Syarat-syarat Ahok Bikin PT Adhi Karya 'Emosi'
Kali ini Badan Usaha Milik Negara (BUMN), PT Adhi Karya ingin melakukan pembangunan moda transportasi publik itu.
Editor: Hendra Gunawan
TRIBUNNEWS.COM, JAKARTA -- Untuk mewujudkan Jakarta sebagai Kota Metropolitan, Pemerintah Provinsi DKI Jakarta membuka peluang kepada siapa pun untuk membangun moda transportasi massal berbasis rel, monorel. Kali ini Badan Usaha Milik Negara (BUMN), PT Adhi Karya ingin melakukan pembangunan moda transportasi publik itu.
Namun, dalam proses pembangunan Pemprov DKI mengajukan dua syarat. Gubernur DKI Jakarta, Basuki Tjahaja Purnama (Ahok) mengatakan, PT Adhi Karya sempat marah ketika diajukan dua persyaratan untuk membangun monorel.
"Dia (PT Adhi Karya) emosi tadi, kamu lihat saja rekaman videonya di Youtube. Begitu saya singgung itu, dia emosi, lebih baik saya suuzon dong," kata Ahok di Balai Kota DKI, Gambir, Jakarta Pusat, Selasa (13/1/2015).
Ahok mengatakan, jika dua syarat tersebut disetujui PT Adhi Karya, maka dia akan mempelajari businesss plan pembangunan monorel tersebut. Sebab, pihaknya tidak mau tertipu dua kali saat menghadapi rencana pembangunan monorel yang dilakukan PT Jakarta Monorel (JM).
"Kalau dari rencana bisnis sudah nggak masuk akal, kami nggak mau setujui. Kami nggak mau cuma proyek-proyekan supaya ada kerjaan. Lagi pula kalau kami ambil alih, lalu kamu menyatakan, ‘oke saya sudah sanggup mengoperasikan’, saya kembalikan. Nah itu baru aman namanya,” kata Ahok.
Ahok tidak memberikan tenggat waktu terhadap pembuatan rencana bisnis pembangunan monorel Adhi Karya. Karena, masih dalam tahap pada pemaparan rencana bisnis. Bila dalam rencana bisnis telah menyetujui dua syarat tersebut, baru akan dilanjutkan pada langkah berikutnya yaitu pembahasan kajian teknis.
“Saya harus lihat rencana bisnisnya. Kalau oke, nanti baru akan saya bahas teknisnya. Minimal dia tahu pasal ini dulu. Jadi jangan sampai dia kaget kan. Nah yang dulu kan nggak pernah cantumkan pasal-pasal seperti itu. DKI ini banyak perjanjian yang nggak ada pasal-pasal yang jelas,” ujar Ahok.

Tugas: Tolong tuliskan kembali dengan persis bagian artikel monorel di atas, semuanya mulai dari "Syarat-syarat Ahok Bikin" turun sampai "untuk membangun monorel.".

Cuplikan Data:
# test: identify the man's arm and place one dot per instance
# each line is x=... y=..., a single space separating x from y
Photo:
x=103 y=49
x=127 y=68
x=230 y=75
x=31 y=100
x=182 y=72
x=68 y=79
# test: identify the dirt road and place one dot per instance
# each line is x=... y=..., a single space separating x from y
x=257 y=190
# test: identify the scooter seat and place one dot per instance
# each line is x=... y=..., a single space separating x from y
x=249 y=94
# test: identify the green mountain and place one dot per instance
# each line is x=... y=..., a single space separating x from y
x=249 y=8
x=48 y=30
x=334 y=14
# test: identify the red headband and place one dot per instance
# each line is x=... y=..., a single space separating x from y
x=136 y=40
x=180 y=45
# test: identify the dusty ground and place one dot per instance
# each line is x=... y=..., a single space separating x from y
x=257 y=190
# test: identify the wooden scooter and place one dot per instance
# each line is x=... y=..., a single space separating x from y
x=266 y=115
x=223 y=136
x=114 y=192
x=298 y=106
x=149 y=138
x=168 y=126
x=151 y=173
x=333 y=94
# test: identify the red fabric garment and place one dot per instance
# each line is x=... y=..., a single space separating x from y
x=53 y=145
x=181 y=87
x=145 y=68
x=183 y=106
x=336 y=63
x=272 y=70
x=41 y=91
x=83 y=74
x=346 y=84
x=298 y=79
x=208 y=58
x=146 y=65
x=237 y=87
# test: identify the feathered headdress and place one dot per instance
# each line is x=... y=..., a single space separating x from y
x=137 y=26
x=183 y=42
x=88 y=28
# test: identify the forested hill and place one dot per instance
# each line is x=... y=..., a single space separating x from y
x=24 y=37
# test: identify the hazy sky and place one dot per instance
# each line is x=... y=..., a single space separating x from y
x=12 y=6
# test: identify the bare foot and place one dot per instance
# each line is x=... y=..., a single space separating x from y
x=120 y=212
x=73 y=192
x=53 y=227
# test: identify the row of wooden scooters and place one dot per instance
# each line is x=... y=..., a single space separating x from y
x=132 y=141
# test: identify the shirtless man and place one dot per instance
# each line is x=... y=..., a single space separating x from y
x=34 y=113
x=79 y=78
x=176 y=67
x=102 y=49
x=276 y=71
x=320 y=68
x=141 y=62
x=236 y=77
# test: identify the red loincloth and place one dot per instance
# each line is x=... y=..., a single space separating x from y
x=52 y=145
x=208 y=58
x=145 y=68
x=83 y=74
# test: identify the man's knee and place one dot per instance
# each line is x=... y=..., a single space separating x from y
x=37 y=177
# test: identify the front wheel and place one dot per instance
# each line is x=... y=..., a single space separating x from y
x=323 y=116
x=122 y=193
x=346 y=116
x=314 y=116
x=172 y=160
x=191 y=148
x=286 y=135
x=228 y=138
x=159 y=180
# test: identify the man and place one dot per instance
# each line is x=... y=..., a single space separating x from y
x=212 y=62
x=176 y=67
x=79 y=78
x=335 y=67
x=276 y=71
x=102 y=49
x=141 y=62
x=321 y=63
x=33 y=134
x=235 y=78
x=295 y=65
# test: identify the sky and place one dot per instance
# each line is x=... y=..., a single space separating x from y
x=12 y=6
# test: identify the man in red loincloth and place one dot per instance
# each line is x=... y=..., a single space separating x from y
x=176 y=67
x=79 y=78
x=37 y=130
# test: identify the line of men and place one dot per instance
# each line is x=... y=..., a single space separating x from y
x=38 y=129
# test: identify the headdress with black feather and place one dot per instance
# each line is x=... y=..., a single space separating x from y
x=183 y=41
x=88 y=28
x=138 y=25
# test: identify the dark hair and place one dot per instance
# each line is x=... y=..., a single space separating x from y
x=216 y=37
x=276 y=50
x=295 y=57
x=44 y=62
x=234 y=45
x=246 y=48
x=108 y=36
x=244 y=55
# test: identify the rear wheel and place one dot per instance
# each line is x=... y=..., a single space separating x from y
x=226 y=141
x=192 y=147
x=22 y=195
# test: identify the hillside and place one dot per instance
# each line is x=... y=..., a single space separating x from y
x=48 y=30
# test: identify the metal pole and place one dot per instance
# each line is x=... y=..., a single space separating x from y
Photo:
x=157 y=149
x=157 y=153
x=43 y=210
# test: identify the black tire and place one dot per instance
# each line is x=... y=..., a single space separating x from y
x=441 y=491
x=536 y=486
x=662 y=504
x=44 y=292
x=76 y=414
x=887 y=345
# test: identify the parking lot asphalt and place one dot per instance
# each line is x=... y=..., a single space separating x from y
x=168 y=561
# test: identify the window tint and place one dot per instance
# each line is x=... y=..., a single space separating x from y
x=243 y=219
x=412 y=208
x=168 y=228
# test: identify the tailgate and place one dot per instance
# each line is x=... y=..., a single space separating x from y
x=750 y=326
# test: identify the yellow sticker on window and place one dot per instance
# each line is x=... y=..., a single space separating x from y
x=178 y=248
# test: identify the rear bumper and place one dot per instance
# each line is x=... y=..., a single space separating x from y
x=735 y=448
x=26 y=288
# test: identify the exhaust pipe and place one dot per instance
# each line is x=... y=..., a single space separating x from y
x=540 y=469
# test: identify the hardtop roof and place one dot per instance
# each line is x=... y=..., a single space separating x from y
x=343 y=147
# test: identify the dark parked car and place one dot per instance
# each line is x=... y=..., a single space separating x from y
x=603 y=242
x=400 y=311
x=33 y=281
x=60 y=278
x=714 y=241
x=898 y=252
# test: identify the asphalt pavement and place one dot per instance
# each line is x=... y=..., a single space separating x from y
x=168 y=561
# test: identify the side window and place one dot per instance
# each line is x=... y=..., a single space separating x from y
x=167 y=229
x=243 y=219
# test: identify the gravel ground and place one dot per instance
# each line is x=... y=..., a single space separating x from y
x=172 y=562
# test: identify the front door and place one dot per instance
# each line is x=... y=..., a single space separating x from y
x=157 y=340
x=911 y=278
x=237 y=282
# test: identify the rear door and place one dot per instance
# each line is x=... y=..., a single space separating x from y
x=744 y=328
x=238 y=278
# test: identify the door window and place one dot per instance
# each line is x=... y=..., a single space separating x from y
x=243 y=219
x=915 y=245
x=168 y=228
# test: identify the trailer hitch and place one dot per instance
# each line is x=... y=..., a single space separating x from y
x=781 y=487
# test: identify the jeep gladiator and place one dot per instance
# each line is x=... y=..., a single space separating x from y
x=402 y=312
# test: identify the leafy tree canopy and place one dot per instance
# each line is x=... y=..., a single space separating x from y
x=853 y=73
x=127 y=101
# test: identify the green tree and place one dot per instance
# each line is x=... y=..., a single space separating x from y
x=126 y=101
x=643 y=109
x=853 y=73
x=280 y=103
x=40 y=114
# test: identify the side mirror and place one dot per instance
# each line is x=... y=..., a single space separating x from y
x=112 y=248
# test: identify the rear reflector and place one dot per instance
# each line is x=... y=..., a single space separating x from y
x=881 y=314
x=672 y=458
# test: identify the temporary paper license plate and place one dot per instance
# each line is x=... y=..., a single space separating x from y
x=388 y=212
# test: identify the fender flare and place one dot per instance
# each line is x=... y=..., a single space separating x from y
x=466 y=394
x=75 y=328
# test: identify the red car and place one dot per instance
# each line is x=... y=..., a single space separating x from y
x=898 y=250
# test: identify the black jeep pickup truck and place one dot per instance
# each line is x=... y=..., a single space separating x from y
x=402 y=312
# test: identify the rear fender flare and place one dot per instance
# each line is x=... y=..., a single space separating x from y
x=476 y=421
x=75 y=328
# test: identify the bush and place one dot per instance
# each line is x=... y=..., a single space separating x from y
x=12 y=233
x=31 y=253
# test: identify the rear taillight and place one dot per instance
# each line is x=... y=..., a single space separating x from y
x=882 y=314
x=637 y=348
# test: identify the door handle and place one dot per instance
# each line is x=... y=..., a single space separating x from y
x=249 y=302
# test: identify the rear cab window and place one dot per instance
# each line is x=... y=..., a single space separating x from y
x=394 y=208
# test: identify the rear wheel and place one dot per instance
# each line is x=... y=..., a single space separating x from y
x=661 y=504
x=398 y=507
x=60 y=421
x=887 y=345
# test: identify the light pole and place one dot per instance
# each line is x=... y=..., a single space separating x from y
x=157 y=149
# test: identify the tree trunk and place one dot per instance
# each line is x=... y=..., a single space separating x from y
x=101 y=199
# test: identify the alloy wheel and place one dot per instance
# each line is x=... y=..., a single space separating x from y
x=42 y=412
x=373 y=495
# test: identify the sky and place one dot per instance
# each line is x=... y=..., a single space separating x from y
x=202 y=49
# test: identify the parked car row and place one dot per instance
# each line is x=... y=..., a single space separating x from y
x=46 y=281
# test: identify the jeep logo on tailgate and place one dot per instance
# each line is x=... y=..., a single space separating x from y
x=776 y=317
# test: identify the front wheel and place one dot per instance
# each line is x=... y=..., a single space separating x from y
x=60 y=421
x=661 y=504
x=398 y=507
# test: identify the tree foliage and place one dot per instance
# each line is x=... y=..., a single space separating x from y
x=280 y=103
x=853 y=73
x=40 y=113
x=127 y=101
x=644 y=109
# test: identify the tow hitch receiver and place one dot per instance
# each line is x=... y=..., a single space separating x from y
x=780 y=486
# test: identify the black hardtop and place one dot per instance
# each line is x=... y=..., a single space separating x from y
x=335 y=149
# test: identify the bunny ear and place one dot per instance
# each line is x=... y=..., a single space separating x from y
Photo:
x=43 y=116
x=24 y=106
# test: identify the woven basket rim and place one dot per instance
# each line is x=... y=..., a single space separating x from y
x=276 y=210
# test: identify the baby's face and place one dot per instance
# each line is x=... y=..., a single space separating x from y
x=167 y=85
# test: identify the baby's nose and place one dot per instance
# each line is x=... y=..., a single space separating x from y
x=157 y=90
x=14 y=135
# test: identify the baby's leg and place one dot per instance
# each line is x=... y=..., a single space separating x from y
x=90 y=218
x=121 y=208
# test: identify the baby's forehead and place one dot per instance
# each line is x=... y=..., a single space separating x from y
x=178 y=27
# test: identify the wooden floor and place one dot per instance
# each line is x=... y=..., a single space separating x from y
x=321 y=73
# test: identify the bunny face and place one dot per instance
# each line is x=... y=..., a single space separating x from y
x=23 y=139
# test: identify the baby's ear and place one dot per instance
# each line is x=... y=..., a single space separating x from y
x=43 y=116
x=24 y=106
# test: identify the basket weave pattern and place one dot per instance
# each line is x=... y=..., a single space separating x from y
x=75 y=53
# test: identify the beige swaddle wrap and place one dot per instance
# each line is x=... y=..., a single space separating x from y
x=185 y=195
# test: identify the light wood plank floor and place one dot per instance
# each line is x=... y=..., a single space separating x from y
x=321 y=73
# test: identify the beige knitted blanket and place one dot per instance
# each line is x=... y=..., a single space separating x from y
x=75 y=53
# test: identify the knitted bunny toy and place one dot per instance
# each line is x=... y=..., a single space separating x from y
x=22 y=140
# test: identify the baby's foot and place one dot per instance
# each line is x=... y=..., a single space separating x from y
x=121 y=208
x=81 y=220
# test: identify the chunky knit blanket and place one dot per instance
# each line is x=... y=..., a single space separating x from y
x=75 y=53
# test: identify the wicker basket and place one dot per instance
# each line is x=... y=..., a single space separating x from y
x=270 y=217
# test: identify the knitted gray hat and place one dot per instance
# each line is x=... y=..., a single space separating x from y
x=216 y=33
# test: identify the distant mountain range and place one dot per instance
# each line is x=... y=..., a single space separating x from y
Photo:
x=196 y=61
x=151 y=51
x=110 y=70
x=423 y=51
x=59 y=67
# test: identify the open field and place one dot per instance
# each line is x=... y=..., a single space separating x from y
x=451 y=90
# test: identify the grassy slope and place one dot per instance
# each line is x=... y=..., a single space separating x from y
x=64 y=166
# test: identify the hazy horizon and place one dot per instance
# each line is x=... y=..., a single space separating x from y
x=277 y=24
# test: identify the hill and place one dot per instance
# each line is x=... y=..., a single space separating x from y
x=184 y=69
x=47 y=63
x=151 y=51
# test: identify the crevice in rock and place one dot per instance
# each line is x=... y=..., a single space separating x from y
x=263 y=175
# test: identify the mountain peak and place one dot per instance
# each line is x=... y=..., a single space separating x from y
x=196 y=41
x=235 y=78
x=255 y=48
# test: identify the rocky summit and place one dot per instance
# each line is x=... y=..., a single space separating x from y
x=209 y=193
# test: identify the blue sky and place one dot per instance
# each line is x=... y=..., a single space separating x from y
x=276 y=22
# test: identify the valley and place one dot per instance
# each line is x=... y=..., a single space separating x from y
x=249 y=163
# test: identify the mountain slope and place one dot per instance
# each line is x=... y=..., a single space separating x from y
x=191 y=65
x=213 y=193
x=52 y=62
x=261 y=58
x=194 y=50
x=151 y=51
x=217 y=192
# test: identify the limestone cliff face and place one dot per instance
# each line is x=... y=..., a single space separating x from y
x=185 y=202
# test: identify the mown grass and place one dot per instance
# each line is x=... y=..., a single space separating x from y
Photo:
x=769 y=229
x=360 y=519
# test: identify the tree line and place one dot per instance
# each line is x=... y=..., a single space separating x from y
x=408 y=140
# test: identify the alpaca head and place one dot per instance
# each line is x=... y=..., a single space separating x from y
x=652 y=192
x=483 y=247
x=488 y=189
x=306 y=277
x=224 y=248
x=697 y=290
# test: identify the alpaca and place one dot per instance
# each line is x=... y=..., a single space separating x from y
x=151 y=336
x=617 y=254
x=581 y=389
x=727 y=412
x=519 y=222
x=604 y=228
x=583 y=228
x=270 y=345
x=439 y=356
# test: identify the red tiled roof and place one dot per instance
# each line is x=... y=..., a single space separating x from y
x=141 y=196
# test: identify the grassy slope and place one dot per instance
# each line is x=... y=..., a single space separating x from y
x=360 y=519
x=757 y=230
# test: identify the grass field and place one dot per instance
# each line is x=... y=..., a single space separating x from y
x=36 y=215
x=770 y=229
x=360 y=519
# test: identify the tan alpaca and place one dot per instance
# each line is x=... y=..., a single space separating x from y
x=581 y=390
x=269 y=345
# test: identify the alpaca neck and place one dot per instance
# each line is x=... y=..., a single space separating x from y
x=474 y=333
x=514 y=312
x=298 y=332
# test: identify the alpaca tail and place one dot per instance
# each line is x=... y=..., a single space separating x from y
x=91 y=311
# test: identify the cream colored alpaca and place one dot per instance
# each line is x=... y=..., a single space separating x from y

Hasil Akhir:
Syarat-syarat Ahok Bikin PT Adhi Karya 'Emosi'
Kali ini Badan Usaha Milik Negara (BUMN), PT Adhi Karya ingin melakukan pembangunan moda transportasi publik itu.
Editor: Hendra Gunawan
TRIBUNNEWS.COM, JAKARTA -- Untuk mewujudkan Jakarta sebagai Kota Metropolitan, Pemerintah Provinsi DKI Jakarta membuka peluang kepada siapa pun untuk membangun moda transportasi massal berbasis rel, monorel. Kali ini Badan Usaha Milik Negara (BUMN), PT Adhi Karya ingin melakukan pembangunan moda transportasi publik itu.
Namun, dalam proses pembangunan Pemprov DKI mengajukan dua syarat. Gubernur DKI Jakarta, Basuki Tjahaja Purnama (Ahok) mengatakan, PT Adhi Karya sempat marah ketika diajukan dua persyaratan untuk membangun monorel.